#### WORK TO COMPLETE:
A – In the episode summary, which group do the Facebook-enabled romance and crypto "investment" scams disproportionately target?
B – Reproduce the part of the episode summary between "Yeager warns of" and "and set protocols.", inclusive.
C – According to the episode summary, what led to major failures like Madoff? Answer in one to three sentences.

#### GIVEN TEXT:
Forensic profiler and counterterrorism expert Dale Yeager joins the show to unpack the current surge in financial fraud enforcement and what really happens behind the scenes. He clarifies that many US money laundering investigations are led by the FBI. However, they are also driven by Treasury agencies (IRS-CI, Secret Service) plus U.S. Postal Inspectors, with FinCEN’s SAR database providing salient data to over 350 law enforcement agencies.

Yeager warns of skyrocketing Facebook-enabled romance and crypto “investment” scams, which disproportionately target women over 60. He cautions against bogus “recovery” outfits and explains that meaningful restitution typically follows prosecution—and averages just 30–40% of total recovered funds. He connects major failures like Madoff to weak due diligence by attorneys, CPAs, and advisors as well as highlights widespread probate and estate fraud against seniors. Families must stay engaged, reduce estrangement, and set protocols.

#### DATA SECTION:
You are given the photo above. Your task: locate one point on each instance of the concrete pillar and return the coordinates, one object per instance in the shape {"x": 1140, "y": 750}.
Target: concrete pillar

#### EXERCISE RESPONSES:
A – Women over 60.

B –
Yeager warns of skyrocketing Facebook-enabled romance and crypto “investment” scams, which disproportionately target women over 60. He cautions against bogus “recovery” outfits and explains that meaningful restitution typically follows prosecution—and averages just 30–40% of total recovered funds. He connects major failures like Madoff to weak due diligence by attorneys, CPAs, and advisors as well as highlights widespread probate and estate fraud against seniors. Families must stay engaged, reduce estrangement, and set protocols.

C – The summary connects major failures like Madoff to weak due diligence by attorneys, CPAs, and advisors.